• [Challenge] Count the lines of the listing below that contain the string "wheel" and give only that number.

Pointing data excerpts:
-- Start --

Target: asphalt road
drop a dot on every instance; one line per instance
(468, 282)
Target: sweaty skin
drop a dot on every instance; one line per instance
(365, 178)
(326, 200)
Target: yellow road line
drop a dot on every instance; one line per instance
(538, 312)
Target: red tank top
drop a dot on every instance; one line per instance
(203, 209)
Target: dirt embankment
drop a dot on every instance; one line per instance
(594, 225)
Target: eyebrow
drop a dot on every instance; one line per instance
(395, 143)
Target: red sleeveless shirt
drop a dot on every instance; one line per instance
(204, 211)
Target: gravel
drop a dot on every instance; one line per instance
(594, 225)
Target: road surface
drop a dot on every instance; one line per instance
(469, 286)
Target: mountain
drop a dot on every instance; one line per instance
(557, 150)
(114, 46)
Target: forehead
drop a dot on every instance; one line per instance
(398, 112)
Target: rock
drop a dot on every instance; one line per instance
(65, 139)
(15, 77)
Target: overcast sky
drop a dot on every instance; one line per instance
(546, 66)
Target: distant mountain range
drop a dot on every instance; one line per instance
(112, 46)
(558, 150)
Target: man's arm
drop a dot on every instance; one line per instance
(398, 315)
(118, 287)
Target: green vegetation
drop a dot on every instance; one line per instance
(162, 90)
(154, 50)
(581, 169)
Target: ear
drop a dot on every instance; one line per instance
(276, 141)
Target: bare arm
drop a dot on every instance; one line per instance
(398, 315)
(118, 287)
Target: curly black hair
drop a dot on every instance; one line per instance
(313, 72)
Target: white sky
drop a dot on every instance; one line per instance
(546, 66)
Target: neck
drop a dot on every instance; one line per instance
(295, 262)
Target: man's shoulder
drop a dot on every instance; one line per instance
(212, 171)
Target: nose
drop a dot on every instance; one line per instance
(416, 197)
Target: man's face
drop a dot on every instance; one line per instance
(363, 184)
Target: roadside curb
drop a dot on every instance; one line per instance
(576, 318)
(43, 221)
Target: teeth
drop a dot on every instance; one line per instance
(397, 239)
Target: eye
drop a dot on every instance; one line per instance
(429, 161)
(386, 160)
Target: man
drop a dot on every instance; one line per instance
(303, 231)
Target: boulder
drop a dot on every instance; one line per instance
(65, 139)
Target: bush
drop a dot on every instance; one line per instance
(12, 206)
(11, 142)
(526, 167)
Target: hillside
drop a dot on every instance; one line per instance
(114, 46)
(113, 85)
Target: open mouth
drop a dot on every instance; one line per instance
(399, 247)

-- End --
-- Start --

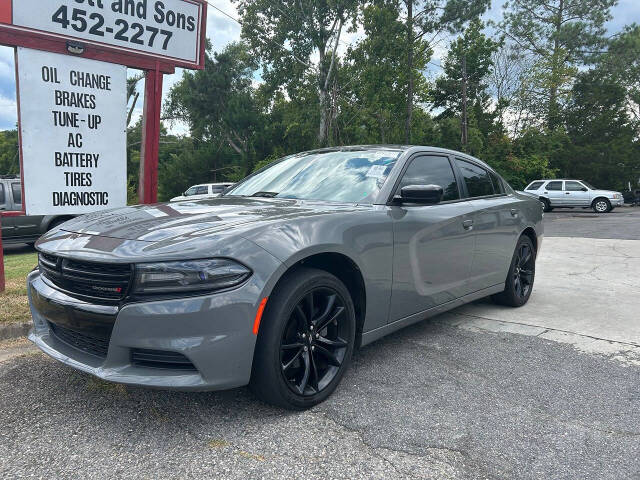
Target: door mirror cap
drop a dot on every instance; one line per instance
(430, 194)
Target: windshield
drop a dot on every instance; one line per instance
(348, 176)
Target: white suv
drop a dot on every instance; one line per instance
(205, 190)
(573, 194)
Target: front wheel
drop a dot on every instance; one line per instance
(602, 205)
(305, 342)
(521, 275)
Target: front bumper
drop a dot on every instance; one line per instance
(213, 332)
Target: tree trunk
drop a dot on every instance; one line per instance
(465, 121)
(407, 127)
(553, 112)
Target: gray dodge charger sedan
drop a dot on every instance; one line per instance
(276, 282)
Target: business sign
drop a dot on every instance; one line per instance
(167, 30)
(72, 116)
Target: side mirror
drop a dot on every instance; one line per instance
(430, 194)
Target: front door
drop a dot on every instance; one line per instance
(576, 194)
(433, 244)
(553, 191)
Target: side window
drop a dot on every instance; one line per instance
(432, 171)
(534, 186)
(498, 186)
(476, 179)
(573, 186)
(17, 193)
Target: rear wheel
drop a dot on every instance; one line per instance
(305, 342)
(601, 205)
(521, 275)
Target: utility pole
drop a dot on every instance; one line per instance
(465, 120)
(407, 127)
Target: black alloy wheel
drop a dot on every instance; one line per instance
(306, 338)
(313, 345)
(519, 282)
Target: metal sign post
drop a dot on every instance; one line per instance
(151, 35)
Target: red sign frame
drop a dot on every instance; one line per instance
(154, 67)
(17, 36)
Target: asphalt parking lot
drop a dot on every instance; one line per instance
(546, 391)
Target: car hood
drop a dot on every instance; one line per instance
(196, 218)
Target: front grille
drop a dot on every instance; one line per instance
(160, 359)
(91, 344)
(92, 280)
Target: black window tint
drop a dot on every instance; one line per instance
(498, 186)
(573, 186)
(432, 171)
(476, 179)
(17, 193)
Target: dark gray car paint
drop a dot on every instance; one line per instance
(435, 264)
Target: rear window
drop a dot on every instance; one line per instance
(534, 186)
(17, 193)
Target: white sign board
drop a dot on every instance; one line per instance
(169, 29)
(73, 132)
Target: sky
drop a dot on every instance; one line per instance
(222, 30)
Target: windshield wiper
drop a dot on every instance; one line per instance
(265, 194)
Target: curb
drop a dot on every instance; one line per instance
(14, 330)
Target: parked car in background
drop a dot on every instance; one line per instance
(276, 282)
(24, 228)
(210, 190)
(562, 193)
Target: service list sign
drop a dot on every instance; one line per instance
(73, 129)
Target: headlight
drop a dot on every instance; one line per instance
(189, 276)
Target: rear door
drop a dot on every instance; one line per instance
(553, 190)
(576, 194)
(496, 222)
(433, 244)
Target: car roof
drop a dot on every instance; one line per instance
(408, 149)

-- End --

• [Worked solution] 3